→ **TASK DESCRIPTION**: The line containing "of the table" and every line after it, through the last, are to be extracted exactly; no other lines belong in the answer.

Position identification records
# # #
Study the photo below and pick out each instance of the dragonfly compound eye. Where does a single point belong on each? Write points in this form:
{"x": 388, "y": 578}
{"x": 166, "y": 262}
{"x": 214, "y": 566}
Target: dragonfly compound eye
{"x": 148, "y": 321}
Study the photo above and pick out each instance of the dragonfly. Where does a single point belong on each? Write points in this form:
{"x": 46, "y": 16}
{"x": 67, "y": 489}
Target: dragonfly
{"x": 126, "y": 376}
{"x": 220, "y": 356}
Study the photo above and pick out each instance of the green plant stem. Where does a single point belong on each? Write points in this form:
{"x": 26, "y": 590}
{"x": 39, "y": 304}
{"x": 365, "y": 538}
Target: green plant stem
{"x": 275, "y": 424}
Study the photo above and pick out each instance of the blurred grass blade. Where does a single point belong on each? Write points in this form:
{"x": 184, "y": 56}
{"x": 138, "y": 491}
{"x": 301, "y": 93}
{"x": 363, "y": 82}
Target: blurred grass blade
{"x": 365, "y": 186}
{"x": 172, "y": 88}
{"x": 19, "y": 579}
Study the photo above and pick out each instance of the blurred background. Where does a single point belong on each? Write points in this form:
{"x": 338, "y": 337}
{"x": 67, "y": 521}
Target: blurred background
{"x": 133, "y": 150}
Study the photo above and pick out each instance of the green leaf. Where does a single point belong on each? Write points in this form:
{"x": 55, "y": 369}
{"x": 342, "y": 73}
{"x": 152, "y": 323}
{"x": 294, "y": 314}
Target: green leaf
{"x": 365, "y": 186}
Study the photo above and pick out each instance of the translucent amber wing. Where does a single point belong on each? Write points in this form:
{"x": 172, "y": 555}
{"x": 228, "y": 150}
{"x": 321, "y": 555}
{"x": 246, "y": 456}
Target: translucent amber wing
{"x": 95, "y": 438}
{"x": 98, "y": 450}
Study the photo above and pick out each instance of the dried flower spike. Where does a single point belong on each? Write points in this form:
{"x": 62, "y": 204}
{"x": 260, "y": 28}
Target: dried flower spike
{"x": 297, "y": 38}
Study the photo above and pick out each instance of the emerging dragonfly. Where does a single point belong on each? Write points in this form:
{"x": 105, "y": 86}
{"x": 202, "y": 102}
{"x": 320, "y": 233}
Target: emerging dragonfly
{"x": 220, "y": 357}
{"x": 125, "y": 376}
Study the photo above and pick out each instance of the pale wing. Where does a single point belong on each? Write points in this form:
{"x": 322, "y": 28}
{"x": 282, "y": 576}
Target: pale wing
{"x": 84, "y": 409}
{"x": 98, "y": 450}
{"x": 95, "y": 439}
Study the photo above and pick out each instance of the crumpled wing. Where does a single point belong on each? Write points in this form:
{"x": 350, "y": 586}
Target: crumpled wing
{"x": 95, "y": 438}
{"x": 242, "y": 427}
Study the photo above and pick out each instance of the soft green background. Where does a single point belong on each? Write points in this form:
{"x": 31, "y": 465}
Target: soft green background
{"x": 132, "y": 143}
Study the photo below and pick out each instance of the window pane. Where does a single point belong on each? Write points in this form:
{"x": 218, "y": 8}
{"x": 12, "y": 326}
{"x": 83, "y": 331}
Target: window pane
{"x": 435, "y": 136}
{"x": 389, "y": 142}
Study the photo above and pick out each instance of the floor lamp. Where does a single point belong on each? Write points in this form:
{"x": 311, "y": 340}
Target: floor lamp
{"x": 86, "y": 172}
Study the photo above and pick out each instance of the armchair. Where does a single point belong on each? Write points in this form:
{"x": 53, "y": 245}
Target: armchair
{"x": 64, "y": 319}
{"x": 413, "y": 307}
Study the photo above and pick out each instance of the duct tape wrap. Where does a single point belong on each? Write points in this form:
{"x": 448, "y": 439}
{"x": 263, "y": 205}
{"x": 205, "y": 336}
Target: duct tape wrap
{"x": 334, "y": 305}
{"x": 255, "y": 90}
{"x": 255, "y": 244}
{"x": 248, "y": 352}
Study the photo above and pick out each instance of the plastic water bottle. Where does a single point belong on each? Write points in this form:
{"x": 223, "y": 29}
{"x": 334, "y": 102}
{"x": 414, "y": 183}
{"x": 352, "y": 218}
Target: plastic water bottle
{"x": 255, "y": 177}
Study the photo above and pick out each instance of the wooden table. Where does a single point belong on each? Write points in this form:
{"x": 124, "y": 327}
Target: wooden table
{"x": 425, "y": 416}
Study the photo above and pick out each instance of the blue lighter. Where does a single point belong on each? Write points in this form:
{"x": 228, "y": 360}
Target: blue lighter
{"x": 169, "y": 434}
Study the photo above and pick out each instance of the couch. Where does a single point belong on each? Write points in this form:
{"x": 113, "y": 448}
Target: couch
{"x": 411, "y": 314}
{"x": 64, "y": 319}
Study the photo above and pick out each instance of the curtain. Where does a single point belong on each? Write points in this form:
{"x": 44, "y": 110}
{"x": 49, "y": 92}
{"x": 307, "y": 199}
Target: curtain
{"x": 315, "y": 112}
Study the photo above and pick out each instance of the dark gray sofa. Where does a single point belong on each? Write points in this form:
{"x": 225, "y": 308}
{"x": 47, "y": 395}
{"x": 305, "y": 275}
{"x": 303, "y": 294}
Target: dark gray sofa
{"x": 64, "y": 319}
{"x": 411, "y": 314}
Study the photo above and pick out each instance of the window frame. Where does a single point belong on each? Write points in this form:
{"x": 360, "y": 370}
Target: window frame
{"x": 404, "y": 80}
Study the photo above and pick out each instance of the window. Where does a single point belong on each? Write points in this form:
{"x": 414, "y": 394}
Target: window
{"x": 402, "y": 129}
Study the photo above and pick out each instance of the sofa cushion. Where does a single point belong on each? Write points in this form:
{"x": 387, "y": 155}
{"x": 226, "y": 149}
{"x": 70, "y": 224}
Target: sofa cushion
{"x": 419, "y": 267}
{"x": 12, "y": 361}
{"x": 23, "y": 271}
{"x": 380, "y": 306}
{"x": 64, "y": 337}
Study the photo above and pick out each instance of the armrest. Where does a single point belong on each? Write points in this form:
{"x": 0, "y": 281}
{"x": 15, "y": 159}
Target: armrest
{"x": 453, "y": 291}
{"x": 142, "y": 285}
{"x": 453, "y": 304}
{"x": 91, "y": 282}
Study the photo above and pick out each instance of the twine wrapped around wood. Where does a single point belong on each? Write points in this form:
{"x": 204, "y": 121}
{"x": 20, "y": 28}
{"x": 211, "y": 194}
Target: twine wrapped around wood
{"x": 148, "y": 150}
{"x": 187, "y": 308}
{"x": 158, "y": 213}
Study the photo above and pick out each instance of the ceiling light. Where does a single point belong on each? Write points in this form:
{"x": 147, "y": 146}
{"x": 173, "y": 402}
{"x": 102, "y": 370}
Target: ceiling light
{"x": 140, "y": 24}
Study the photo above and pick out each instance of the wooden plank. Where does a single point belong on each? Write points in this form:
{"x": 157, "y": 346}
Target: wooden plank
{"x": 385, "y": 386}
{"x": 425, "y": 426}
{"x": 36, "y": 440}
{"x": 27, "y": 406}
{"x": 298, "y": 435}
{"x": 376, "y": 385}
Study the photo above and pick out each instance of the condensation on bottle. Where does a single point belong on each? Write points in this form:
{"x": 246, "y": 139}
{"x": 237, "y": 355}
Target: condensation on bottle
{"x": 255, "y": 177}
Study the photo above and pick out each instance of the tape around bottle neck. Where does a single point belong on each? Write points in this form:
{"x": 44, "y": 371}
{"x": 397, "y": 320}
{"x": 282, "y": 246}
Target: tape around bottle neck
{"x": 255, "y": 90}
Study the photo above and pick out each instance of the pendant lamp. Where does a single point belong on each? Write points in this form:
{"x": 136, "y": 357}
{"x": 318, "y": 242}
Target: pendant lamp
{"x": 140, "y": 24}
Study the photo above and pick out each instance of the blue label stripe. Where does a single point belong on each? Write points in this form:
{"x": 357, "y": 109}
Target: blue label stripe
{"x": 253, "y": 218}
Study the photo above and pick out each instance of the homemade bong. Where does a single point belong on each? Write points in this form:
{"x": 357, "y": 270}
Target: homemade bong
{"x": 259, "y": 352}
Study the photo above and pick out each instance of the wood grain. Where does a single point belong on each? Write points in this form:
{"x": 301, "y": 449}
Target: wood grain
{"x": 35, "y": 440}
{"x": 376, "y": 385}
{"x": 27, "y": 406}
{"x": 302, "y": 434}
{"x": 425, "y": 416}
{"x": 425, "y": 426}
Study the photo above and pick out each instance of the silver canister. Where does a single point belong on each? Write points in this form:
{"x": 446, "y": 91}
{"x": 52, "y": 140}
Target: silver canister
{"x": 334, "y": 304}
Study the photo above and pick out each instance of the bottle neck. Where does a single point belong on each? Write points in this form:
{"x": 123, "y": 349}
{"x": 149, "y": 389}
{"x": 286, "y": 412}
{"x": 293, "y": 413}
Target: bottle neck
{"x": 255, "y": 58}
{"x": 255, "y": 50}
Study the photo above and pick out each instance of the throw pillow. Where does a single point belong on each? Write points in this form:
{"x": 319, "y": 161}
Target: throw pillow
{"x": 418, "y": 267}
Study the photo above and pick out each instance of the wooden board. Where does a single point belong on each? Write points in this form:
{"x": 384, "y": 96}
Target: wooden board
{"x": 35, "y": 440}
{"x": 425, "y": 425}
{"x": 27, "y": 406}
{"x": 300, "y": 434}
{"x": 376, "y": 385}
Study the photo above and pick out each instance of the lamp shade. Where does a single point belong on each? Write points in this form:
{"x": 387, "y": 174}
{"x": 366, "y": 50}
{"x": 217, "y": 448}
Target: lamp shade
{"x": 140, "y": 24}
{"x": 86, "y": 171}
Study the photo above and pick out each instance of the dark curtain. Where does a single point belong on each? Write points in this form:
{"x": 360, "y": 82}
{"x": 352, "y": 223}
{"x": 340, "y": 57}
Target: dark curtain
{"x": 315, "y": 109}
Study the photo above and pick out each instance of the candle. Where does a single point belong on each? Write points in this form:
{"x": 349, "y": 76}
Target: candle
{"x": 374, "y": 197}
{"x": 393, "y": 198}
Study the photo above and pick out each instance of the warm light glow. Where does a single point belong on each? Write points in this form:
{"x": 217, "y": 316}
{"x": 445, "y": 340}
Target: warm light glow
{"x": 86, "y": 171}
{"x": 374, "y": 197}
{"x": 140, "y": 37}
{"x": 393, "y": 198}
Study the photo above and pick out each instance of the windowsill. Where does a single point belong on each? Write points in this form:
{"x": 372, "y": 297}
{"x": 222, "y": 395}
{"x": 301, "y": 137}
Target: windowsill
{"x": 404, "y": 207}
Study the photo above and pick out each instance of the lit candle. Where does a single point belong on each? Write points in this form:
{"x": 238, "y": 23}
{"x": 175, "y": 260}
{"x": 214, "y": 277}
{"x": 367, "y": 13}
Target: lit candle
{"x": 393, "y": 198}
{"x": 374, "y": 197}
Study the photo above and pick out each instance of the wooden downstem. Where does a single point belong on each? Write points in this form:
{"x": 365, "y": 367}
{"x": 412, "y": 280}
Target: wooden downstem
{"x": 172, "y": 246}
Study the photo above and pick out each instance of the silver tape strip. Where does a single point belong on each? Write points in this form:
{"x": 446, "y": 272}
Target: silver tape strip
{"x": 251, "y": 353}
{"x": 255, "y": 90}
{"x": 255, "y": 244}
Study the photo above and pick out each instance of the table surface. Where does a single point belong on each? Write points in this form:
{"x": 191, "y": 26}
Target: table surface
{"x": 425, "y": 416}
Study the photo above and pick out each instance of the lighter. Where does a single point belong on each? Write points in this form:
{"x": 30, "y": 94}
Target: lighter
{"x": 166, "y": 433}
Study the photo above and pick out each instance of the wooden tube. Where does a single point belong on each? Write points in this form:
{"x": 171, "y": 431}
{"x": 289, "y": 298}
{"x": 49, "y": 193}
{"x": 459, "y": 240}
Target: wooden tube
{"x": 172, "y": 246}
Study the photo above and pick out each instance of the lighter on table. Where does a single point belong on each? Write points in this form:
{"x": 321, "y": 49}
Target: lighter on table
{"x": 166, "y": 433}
# # #
→ **ANSWER TO THE EXERCISE**:
Study the photo above and pick out each instance of the table surface. Where does a single point belong on each? Write points in this form:
{"x": 191, "y": 26}
Target: table surface
{"x": 425, "y": 416}
Study the photo above and pick out each instance of the lighter. Where does a single point belong on each? Write points in this form:
{"x": 30, "y": 94}
Target: lighter
{"x": 166, "y": 433}
Study the photo above and pick out each instance of the wooden tube. Where does a single point belong on each? Write points in this form:
{"x": 171, "y": 431}
{"x": 289, "y": 298}
{"x": 49, "y": 193}
{"x": 459, "y": 240}
Target: wooden tube
{"x": 172, "y": 246}
Study the photo above and pick out each instance of the lighter on table. Where does a single point belong on each? Write points in this form:
{"x": 321, "y": 49}
Target: lighter on table
{"x": 166, "y": 433}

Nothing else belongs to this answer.